**Material**
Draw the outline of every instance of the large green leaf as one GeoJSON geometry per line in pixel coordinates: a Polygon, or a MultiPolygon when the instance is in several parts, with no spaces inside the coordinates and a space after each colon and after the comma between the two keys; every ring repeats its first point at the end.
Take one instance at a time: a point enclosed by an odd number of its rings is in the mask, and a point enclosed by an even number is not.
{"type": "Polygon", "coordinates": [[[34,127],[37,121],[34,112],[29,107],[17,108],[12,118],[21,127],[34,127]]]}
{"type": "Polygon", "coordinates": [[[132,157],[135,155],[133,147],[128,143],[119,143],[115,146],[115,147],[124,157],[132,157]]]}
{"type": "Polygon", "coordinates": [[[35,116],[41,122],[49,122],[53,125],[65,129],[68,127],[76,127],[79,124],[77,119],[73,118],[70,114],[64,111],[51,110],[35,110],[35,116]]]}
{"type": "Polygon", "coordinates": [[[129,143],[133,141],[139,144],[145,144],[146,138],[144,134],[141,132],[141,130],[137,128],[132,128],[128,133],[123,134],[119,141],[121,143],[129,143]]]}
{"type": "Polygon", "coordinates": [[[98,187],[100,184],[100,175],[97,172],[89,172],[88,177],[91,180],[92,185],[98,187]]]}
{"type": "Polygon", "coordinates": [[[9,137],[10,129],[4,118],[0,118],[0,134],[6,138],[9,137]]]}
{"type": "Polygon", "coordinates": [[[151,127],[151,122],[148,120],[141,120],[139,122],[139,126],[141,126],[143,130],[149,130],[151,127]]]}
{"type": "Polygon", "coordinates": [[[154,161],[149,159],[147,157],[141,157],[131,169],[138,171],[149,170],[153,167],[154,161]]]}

**Instruction**
Pull out every line of the material that contains the string "point", matching case exactly.

**Correct result**
Draw the outline of every instance of the large green leaf as one GeoJSON geometry per line in pixel coordinates: a Polygon, or a MultiPolygon when the instance is in several parts, with no spaces inside the coordinates and a space after each colon and after the comma between the two keys; every ring repeats its first point at the end.
Take one instance at a time: a point enclosed by an odd number of its rings is in the mask, and a point enclosed by an even number is not.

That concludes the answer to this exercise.